* WHAT IS REQUIRED
Every line that holds the word "molding" needs to be copied from the data below.

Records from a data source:
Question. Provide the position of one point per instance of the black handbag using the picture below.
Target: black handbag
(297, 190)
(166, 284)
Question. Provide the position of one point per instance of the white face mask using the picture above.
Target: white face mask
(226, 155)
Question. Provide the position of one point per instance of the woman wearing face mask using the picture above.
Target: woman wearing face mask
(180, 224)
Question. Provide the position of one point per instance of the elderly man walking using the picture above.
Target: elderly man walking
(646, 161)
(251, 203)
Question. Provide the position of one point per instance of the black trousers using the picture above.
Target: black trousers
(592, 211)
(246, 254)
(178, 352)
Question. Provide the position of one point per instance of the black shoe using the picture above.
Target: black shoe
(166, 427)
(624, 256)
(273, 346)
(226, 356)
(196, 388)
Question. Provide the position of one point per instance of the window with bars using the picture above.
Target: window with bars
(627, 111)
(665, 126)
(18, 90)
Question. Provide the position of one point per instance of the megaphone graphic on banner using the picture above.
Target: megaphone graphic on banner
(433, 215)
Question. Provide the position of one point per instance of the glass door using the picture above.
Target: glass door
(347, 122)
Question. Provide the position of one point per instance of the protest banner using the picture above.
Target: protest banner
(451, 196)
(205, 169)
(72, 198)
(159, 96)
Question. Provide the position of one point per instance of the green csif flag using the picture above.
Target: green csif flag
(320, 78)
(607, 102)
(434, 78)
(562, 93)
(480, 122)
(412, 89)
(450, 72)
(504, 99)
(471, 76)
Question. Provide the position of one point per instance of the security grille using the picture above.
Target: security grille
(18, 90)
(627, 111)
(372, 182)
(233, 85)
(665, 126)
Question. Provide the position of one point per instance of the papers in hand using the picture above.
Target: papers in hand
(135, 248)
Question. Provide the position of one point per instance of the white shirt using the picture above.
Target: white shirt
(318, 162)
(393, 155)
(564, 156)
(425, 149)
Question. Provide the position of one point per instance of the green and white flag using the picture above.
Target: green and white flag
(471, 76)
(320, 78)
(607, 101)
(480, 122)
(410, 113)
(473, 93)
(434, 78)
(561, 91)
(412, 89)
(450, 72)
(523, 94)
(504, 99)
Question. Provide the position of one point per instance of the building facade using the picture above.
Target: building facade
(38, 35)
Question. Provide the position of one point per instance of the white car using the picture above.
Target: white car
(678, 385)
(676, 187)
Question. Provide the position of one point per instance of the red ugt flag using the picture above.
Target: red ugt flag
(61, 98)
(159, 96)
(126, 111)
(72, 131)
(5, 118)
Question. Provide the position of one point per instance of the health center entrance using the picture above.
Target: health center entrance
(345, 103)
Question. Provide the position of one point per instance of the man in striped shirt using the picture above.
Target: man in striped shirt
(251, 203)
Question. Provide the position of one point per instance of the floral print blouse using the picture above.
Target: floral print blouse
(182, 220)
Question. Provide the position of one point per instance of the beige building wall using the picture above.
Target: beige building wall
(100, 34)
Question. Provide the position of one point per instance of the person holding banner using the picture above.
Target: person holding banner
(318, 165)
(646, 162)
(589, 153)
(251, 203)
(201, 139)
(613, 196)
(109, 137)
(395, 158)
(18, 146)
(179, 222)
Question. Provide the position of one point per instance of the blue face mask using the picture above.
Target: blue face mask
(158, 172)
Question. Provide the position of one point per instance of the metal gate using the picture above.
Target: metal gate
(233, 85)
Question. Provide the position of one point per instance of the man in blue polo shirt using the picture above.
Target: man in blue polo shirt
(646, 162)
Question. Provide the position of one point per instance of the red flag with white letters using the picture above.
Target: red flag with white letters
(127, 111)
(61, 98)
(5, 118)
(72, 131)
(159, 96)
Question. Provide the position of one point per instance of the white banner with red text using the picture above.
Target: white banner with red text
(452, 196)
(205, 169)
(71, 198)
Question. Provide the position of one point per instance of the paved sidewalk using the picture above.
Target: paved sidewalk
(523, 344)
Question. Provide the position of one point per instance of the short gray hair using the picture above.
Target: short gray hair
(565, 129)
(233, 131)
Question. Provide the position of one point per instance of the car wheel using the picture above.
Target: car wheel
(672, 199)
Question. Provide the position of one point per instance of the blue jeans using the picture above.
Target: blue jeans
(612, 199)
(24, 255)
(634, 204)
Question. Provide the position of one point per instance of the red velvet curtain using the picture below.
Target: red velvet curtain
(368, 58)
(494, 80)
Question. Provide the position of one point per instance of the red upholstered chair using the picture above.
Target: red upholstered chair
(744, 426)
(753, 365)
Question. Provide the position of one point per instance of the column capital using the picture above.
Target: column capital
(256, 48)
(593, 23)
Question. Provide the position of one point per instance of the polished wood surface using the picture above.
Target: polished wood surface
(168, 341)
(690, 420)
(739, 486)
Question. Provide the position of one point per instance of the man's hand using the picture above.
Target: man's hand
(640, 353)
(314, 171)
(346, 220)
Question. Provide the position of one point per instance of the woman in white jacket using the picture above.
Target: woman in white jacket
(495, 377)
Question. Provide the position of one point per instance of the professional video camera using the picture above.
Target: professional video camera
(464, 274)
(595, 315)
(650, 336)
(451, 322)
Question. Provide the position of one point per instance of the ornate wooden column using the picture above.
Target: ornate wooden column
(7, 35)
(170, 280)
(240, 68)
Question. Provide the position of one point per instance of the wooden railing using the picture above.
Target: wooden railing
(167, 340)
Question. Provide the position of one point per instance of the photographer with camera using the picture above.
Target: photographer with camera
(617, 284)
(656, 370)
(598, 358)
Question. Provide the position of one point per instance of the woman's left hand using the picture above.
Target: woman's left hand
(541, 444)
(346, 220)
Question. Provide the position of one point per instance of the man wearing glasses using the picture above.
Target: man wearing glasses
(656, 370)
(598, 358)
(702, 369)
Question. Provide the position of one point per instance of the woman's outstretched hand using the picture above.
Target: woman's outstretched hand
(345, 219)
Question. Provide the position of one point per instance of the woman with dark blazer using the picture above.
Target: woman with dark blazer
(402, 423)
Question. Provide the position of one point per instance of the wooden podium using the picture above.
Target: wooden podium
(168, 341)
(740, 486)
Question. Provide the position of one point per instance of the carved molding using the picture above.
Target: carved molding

* EXERCISE RESULT
Question. Provide the position of one point per instance of the carved molding using the picture above.
Target: carved molding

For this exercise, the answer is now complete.